Recorded data:
====

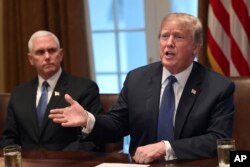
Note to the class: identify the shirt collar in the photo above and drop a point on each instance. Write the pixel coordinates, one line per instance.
(181, 77)
(51, 81)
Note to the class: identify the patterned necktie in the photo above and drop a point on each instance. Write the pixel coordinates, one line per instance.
(166, 113)
(41, 108)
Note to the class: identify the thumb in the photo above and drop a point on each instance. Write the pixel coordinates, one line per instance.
(69, 99)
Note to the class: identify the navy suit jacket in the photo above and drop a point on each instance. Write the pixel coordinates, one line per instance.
(201, 117)
(22, 125)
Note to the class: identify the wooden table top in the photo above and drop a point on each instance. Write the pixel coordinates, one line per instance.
(88, 159)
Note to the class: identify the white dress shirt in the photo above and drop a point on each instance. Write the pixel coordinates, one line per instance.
(52, 83)
(178, 89)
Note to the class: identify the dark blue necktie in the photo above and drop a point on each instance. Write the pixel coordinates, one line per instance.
(166, 113)
(41, 108)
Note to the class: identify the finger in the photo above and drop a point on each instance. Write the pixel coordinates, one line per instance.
(69, 99)
(56, 111)
(59, 120)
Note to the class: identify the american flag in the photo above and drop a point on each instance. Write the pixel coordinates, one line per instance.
(228, 36)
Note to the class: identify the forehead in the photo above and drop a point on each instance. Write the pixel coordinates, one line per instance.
(174, 26)
(43, 42)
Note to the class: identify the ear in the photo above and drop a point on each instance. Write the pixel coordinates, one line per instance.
(196, 49)
(61, 54)
(30, 59)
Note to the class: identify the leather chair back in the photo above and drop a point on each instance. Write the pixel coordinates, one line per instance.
(241, 129)
(4, 100)
(107, 101)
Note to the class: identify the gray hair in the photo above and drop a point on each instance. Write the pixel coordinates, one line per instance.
(42, 33)
(188, 21)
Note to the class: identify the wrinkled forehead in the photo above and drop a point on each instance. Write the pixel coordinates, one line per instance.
(178, 23)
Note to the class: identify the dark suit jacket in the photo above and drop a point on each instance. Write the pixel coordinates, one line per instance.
(22, 125)
(201, 117)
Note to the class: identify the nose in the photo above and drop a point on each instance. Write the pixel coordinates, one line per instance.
(170, 41)
(46, 54)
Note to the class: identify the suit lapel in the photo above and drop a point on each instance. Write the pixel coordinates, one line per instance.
(190, 93)
(56, 97)
(152, 101)
(31, 108)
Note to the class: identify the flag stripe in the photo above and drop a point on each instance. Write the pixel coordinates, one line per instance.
(228, 35)
(241, 12)
(218, 55)
(221, 14)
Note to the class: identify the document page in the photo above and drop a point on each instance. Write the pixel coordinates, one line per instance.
(120, 165)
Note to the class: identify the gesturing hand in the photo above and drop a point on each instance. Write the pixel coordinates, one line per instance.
(71, 116)
(149, 153)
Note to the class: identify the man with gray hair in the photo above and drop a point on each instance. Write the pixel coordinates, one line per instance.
(172, 109)
(27, 119)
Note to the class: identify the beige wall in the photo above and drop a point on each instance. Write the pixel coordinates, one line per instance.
(1, 48)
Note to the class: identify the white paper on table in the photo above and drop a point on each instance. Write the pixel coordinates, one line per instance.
(120, 165)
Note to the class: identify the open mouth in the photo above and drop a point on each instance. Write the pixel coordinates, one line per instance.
(169, 54)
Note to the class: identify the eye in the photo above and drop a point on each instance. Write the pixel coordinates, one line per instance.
(52, 50)
(164, 36)
(40, 52)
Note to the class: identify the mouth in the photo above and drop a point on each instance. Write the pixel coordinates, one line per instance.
(169, 54)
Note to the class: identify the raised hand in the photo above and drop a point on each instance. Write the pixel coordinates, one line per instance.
(71, 116)
(149, 153)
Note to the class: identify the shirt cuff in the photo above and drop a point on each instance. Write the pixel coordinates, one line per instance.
(90, 124)
(170, 154)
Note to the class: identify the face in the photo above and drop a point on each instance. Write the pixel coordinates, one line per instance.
(45, 56)
(177, 50)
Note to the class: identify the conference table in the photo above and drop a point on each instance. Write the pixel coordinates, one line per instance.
(39, 158)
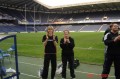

====

TASK PROMPT:
Write out every entry above exactly as it stands, minus the pictures.

SOLUTION:
Note to the class: identify the shirt collar in the photo above and drop a point on each instance. Write the pixel coordinates, one line per instance.
(181, 77)
(51, 81)
Note to the class: identify the patterned necktie in the photo above and drop a point on each instance. Write the pixel coordinates, one line per instance.
(166, 113)
(41, 108)
Note to the class: identify the thumb in the photo above and drop a point on each instance. Write the pixel coordinates, one line per instance.
(69, 99)
Note to the class: identify the navy suit jacket in the photo above and drop a point on each instance. Write the pixel coordinates, one line per instance.
(201, 117)
(22, 125)
Note to the class: identify the wooden table top in the photo above and drop a point on each instance. Write the pixel coordinates, one line per instance.
(88, 159)
Note to the class: identify the white dress shirt in the photo above and drop a point on each instance. Write the pixel coordinates, one line per instance.
(52, 83)
(178, 89)
Note to the class: identify the dark blue necktie in the photo above and drop a point on each instance. Write the pixel coordinates, one line per instance.
(166, 113)
(41, 108)
Note to the class: identify the finger in the photo above and drop a point on each instance. Write the pixel coordinates, one line per instance.
(69, 99)
(56, 111)
(59, 120)
Note to the class: identify the american flag in the photo above and drop a point on each instance. Write the pixel coordinates, one line per instance.
(228, 36)
Note to the class: identify the forehead in the photo above and drop a point on each instance. Write the pixel coordinates, one line per instance.
(174, 26)
(43, 42)
Note to the class: identify the ear in the photo above and drop a point on each instance. Write the pixel coordinates, one line per instance.
(196, 49)
(61, 54)
(30, 59)
Note to the class: identify the leather chair back in the photo above and drop a point on each instance. Write the pixel coordinates, one line per instance.
(241, 129)
(4, 100)
(107, 101)
Note to the class: identify the gray hair in the photo above and drop a point on each instance. Write the pixel coordinates, one line per instance.
(42, 33)
(188, 21)
Note to the class: identify the wrinkled forehead in the photo above and drop a point on each instance. Write the pixel coordinates, one line per instance.
(178, 23)
Note to the class: identify the dark suit jacket in the photo above and drop a point on each instance. Write the pixel coordinates, one line per instance.
(22, 125)
(201, 117)
Note to the class: identify the nose in the photo above and drop a point on each instance. Write the pixel coordinates, one line per instance.
(170, 41)
(46, 54)
Note to the class: identify the suit lapel in the photo above and drop a point on each instance. Write the pixel coordinates, one line per instance.
(190, 93)
(56, 97)
(152, 101)
(31, 108)
Note to the class: identify the flag stripe in the photo above and drop a point on each instance. Write the pixel coordinates, one line per instance.
(228, 35)
(241, 12)
(218, 55)
(221, 14)
Note to the class: identify the document page in the photo above and drop a point on each instance. Write the pixel coordinates, one line per instance.
(120, 165)
Note to the class: identify the gesturing hand in the photo above and drop a point on each instance. Write the pixel coordinates, one line per instance.
(71, 116)
(149, 153)
Note to the class: identify the man with gray hair in the photo above and drop a point on each instance. Write the pixel coordinates, one line per instance.
(172, 109)
(27, 119)
Note to the class: identify the beige wall in the photo above and drop a point on each instance. Write the pixel coordinates, one line per instance.
(1, 48)
Note to the class: identify the white paper on table in the photo above and drop a point on each instance. Write the pixel coordinates, one line per instance.
(120, 165)
Note to the class: identify the open mouth in the photo above and drop a point on each instance. Write the pixel coordinates, one line per instance.
(169, 54)
Note to the class: identify the eye in the photo above and drop a point on each instance. Write the pixel coordinates, one line per instance.
(52, 50)
(164, 36)
(40, 52)
Note to the class: identify the mouth in the photo above and drop a point on each instance. Write the pixel coordinates, one line per instance.
(169, 54)
Note to the class: identify the raised hand in the photo above and drop a point on each instance. Write the pixel coordinates, one line per instance.
(71, 116)
(149, 153)
Note to the class: identify the shirt cuff in the photo above and drop a point on each instance. Write the pixel coordinates, one line per instance.
(90, 124)
(170, 154)
Note to the class: identify the face in the photo above and drop a point on each instance. Write the pixel coordinates, one line per instance.
(45, 56)
(177, 50)
Note to the class: identify the conference table in the photo above and drop a point on each instance. Write the pixel coordinates, one line per instance.
(39, 158)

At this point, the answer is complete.